» EXERCISE
Your answer must consist of exactly the lines below, starting with the line with "of the utility" and going on through the line with "Target: blue sky", and nothing else.

» RECORDED DATA
↓↓↓
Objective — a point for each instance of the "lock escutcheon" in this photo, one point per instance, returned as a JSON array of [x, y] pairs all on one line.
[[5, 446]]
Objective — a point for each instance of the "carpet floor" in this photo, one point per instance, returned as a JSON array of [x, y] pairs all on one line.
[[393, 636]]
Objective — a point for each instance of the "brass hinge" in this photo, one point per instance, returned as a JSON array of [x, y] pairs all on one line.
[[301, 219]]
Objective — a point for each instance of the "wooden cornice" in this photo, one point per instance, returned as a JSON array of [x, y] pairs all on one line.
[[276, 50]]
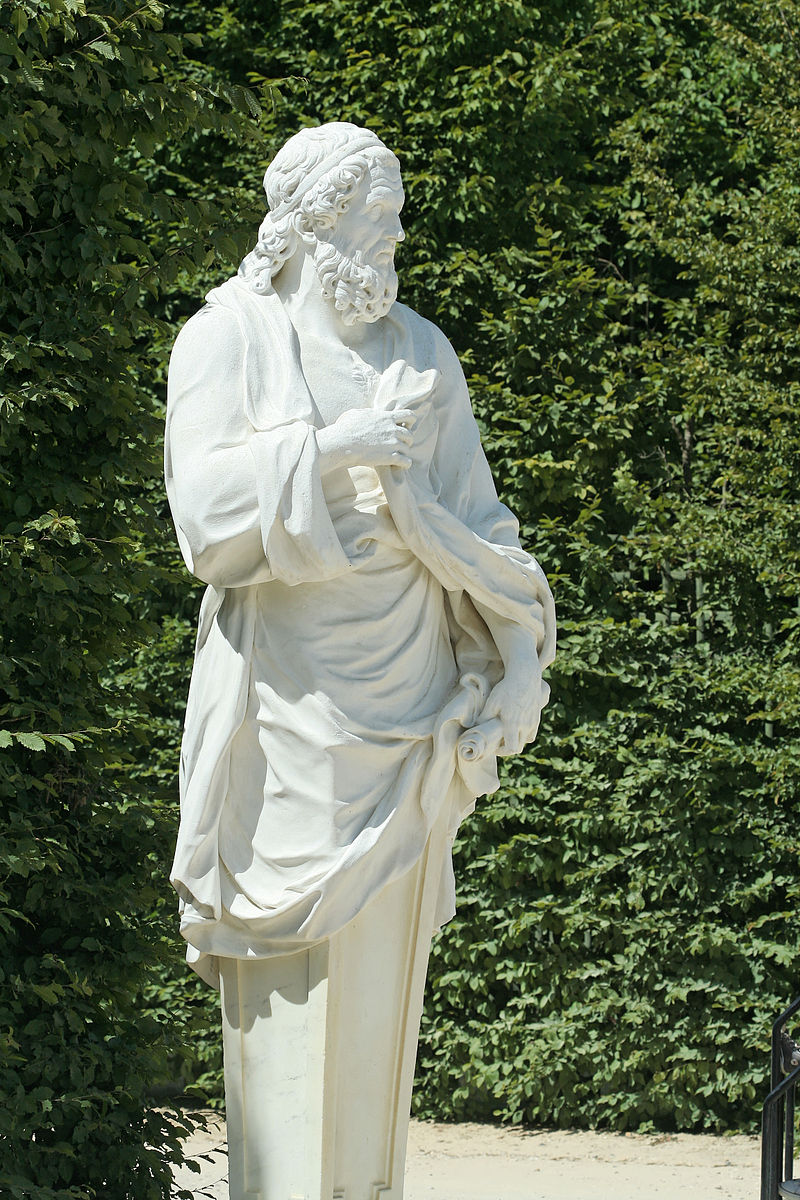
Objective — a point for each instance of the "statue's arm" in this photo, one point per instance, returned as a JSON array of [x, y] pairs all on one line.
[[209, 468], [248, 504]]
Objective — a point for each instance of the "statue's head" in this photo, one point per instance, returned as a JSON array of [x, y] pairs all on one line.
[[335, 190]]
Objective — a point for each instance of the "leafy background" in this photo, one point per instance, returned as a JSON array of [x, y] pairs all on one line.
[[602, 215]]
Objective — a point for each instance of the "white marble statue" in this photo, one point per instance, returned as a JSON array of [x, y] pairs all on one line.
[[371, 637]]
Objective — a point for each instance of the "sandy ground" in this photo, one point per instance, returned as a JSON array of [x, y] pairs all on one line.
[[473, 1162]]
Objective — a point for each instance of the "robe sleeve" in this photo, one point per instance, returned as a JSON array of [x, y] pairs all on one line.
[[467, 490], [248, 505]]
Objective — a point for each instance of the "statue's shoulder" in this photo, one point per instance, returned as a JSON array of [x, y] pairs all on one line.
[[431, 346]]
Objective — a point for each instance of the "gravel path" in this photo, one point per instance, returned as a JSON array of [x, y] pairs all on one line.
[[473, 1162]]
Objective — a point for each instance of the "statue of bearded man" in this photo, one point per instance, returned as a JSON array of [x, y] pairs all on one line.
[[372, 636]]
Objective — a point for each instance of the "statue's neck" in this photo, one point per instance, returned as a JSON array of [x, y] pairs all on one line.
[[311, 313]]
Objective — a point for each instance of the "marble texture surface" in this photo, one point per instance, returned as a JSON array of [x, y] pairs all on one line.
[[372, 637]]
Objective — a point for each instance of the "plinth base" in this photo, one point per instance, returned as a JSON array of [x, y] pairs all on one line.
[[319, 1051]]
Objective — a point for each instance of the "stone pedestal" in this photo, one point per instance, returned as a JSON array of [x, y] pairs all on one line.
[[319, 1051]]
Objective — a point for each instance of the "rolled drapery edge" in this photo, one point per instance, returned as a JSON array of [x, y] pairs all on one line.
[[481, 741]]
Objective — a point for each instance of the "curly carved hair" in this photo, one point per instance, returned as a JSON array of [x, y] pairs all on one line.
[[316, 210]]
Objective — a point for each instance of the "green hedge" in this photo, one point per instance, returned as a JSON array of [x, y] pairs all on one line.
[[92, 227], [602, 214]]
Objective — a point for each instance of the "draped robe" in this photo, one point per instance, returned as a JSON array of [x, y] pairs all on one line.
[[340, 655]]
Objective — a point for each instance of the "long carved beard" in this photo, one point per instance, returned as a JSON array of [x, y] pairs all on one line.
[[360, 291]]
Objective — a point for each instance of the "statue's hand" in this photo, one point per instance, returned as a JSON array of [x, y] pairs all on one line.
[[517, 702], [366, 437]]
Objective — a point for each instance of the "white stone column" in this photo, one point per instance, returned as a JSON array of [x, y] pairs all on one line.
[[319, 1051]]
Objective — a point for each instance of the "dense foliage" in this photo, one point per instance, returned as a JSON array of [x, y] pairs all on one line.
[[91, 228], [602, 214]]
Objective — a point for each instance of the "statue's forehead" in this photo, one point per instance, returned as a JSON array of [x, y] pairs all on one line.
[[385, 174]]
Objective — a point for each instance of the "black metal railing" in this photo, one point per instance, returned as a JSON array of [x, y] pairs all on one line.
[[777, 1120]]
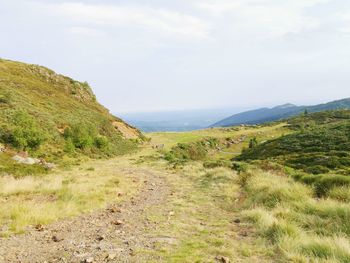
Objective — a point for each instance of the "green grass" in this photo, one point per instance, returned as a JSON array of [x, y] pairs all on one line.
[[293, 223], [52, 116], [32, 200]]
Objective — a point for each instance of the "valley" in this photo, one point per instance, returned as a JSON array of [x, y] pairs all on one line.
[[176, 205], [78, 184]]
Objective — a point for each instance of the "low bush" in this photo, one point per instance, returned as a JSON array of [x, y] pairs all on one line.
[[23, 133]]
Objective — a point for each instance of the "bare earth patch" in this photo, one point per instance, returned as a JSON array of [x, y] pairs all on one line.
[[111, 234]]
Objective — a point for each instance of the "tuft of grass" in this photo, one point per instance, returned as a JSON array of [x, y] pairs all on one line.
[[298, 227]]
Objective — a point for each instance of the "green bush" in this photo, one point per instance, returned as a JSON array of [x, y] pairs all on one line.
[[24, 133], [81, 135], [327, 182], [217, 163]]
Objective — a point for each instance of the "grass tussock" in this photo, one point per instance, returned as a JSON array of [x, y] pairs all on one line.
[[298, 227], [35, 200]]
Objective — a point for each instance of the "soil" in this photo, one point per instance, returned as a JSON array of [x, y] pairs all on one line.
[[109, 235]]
↑↑↑
↓↓↓
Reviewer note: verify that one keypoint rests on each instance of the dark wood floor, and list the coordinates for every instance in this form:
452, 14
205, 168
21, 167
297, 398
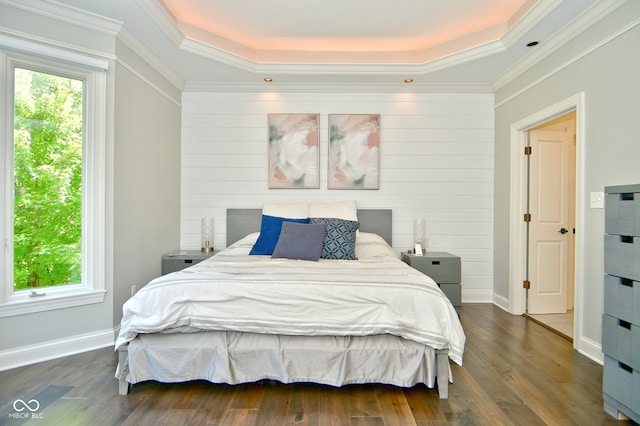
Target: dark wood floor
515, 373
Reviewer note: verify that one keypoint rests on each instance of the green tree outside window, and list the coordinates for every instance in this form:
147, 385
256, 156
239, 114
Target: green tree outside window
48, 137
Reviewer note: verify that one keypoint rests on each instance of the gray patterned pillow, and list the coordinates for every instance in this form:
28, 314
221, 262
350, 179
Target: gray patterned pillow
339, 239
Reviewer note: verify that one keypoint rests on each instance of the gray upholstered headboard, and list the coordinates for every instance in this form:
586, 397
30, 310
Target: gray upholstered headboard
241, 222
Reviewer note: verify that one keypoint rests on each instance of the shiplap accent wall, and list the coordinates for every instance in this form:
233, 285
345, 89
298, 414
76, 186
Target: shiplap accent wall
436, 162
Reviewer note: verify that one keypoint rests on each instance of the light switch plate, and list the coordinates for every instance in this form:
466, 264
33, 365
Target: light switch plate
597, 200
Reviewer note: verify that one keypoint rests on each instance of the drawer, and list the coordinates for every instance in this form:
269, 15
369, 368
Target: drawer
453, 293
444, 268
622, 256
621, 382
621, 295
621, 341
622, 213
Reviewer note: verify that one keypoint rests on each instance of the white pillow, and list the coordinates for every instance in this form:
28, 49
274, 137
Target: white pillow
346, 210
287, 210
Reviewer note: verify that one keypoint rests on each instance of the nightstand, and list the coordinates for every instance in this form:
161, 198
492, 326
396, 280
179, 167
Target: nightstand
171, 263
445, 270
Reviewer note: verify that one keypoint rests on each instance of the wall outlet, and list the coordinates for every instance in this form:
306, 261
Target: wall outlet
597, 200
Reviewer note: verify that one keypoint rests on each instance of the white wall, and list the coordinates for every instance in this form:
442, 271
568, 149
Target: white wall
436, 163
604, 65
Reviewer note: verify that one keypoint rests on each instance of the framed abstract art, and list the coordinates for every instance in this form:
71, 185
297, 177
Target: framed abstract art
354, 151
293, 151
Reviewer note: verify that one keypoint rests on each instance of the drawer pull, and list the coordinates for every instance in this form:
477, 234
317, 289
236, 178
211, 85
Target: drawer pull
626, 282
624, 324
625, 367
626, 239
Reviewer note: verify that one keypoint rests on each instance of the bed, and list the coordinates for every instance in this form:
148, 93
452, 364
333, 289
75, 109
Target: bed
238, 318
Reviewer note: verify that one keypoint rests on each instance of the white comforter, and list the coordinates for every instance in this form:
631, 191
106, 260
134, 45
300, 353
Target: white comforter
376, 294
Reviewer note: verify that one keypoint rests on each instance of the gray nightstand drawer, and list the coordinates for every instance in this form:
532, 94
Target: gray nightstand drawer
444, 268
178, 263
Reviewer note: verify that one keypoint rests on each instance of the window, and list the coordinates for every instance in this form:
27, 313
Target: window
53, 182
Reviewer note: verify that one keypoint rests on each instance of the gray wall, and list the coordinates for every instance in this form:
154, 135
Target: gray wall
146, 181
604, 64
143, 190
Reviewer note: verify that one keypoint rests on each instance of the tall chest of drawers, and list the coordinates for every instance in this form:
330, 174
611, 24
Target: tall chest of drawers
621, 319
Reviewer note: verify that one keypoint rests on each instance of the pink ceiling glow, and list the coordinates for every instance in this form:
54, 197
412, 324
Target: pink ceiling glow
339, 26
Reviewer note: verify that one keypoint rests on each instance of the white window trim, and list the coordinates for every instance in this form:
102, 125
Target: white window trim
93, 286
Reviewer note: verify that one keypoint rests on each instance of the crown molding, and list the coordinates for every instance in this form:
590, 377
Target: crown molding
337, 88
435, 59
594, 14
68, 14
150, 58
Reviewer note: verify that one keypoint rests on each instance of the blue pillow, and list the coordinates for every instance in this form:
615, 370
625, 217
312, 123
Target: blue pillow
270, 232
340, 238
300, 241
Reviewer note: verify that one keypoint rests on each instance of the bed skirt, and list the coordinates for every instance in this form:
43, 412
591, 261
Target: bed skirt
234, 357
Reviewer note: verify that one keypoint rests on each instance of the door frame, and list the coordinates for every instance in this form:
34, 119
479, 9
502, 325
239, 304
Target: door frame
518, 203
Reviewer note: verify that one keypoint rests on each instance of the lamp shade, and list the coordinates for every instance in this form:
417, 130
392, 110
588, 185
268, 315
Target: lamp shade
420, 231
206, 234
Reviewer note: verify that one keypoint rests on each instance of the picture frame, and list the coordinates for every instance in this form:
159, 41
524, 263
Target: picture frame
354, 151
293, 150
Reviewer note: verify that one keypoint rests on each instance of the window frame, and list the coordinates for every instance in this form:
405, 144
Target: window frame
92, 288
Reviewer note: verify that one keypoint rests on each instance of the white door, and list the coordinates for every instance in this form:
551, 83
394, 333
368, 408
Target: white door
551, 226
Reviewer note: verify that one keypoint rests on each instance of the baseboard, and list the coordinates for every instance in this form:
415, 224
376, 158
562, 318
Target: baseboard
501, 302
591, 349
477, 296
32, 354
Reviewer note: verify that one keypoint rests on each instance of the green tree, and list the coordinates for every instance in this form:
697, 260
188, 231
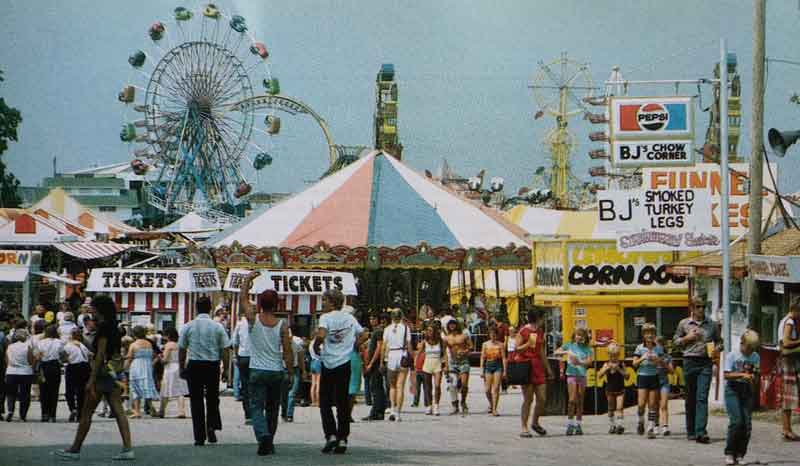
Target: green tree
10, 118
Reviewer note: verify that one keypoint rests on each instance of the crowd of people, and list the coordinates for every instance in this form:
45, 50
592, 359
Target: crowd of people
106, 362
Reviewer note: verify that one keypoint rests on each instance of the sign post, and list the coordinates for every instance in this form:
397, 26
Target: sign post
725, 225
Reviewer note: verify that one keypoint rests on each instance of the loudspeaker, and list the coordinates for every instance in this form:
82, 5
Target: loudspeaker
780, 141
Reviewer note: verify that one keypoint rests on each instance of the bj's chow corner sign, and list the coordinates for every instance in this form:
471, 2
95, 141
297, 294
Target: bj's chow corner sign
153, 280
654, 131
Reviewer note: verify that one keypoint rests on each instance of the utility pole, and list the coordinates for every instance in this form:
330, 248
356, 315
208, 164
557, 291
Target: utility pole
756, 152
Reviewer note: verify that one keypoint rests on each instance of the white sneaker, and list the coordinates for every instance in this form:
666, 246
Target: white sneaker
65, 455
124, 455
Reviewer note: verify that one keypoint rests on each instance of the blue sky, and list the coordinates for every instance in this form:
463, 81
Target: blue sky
↑↑↑
» SOLUTION
Reviewer note: verify that one keypoint rests on each instance of the utility pole, and list the coordinates for every instance in this form:
330, 248
356, 315
208, 164
557, 291
Target: utility pole
756, 152
Reviewer note: verify that one keypoint rests on each instance of the white sneaker, and list the coordinates for every instance in this form:
666, 246
Target: white sneaker
65, 455
124, 455
Reviewer note: verify that one keypoint rests on each instance of the blue sky, and list the coordinates for every instance in this form:
463, 81
Target: blue sky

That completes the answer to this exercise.